Instrução dada. Informe cada linha do material abaixo em que aparece a palavra "tall", copiando-a na íntegra.

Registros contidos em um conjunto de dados
········

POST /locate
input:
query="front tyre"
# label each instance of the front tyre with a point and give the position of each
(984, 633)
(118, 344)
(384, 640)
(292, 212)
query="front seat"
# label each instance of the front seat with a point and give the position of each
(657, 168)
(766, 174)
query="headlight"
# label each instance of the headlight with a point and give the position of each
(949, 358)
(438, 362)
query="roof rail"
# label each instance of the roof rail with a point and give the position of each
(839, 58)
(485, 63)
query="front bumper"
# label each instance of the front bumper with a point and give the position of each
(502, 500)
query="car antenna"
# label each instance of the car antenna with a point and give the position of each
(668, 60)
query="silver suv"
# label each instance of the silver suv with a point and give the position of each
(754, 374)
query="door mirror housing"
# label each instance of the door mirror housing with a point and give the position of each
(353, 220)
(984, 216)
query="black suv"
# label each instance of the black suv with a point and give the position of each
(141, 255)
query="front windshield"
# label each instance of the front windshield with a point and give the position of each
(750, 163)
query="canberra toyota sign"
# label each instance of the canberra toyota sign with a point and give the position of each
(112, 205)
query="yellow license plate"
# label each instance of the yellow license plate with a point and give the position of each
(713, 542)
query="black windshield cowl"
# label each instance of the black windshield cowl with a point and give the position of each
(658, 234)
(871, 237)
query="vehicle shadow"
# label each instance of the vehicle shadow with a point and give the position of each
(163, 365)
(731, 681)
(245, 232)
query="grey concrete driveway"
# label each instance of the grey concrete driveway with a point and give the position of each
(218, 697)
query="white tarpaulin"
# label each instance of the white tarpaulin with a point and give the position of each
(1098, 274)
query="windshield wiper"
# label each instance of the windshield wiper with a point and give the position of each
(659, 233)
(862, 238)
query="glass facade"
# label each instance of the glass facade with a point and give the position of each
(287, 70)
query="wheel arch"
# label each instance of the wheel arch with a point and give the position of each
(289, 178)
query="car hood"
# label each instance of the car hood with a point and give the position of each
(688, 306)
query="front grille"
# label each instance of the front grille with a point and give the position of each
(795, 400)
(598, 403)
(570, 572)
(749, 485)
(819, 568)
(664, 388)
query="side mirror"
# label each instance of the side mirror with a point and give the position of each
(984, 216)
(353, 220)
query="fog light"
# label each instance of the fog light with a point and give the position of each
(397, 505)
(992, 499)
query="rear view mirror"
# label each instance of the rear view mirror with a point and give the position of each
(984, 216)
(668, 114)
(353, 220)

········

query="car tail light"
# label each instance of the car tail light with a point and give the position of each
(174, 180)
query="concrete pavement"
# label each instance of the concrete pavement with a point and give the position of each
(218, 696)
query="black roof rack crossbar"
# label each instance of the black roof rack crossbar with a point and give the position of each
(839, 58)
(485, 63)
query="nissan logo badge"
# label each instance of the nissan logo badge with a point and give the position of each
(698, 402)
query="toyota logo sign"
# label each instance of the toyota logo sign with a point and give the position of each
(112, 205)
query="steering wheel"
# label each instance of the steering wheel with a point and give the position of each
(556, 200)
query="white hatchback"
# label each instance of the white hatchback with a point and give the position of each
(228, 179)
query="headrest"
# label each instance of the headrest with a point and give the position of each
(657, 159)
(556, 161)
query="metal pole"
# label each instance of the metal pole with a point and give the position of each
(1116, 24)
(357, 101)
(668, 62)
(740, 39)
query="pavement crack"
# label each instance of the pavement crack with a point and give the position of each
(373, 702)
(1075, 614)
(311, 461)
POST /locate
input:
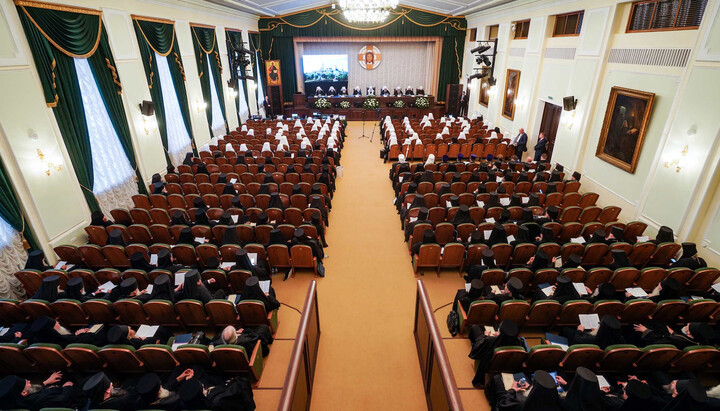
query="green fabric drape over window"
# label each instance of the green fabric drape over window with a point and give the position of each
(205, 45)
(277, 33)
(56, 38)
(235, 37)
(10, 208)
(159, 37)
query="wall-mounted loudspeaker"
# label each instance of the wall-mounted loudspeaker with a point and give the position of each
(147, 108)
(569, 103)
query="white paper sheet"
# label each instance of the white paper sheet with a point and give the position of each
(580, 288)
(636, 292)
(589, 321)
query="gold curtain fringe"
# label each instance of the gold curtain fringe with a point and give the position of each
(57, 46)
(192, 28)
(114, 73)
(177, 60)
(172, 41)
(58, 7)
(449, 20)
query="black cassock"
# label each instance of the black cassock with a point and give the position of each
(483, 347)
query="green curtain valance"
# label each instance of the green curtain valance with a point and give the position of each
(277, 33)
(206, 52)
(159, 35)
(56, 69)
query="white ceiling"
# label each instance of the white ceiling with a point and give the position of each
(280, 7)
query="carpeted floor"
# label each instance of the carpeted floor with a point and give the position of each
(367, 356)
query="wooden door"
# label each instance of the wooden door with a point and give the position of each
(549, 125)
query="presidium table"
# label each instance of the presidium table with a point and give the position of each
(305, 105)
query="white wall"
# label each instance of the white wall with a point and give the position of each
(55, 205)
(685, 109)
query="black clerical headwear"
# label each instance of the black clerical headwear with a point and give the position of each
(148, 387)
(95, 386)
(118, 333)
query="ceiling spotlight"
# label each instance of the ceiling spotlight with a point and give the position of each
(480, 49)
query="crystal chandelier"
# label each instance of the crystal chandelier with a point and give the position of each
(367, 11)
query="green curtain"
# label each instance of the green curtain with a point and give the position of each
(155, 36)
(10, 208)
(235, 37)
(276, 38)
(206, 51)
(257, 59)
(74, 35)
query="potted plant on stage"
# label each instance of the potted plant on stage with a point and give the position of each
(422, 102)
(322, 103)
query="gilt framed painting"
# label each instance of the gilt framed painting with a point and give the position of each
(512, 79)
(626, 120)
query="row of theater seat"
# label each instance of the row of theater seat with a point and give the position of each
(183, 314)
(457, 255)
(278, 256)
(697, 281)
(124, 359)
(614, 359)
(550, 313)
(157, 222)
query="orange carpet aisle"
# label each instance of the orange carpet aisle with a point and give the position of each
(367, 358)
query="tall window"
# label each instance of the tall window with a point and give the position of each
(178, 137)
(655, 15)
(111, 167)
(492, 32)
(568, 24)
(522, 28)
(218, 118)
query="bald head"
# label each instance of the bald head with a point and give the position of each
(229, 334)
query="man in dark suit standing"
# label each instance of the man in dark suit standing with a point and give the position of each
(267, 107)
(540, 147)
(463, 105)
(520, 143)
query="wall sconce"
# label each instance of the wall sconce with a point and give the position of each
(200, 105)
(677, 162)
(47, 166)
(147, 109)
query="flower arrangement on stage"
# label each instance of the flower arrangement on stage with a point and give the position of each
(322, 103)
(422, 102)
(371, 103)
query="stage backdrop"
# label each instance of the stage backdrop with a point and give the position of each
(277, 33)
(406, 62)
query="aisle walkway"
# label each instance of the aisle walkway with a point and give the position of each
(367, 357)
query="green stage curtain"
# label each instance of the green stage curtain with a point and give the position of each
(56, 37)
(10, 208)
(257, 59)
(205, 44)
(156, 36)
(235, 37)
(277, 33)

········

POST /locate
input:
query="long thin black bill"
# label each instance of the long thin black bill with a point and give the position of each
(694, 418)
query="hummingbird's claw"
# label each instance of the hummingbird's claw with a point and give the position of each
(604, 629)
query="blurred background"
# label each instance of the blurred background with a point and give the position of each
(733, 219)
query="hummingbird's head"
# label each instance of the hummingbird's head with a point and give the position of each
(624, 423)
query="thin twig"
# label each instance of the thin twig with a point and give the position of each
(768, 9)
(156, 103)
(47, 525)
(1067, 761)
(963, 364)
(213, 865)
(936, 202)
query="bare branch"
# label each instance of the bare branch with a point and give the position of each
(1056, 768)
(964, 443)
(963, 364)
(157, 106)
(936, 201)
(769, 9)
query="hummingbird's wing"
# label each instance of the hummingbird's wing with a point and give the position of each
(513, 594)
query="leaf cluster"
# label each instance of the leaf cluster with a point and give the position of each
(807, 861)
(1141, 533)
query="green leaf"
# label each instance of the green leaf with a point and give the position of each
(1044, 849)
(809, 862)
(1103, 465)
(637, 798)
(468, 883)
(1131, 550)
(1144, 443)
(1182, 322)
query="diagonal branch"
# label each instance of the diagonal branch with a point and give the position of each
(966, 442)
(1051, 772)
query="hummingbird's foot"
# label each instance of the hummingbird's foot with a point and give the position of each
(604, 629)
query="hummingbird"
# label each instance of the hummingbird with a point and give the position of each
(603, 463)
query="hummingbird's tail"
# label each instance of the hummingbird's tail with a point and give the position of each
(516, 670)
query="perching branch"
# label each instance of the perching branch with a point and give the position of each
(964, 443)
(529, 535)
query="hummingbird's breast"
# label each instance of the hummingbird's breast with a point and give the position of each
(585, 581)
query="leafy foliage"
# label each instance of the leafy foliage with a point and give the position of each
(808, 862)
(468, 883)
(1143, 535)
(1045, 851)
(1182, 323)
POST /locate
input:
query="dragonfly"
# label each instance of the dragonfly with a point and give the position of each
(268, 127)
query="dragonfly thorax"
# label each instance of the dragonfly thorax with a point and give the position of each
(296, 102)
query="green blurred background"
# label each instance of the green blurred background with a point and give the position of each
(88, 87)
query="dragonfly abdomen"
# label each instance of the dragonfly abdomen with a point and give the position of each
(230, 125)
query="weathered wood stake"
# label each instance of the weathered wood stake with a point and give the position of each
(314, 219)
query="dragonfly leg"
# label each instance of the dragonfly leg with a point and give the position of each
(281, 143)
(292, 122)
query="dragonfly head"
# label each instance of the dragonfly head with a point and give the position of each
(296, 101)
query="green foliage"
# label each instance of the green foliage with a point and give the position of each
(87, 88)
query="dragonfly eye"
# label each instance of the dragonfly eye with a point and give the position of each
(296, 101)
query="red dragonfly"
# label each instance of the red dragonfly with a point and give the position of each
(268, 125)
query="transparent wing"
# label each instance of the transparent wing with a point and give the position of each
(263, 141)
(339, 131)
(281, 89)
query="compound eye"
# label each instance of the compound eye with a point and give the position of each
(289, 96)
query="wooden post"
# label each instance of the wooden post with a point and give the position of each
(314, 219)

········

Resposta escrita.
query="tall window"
# label each instance of the tall window with a point and give the position of each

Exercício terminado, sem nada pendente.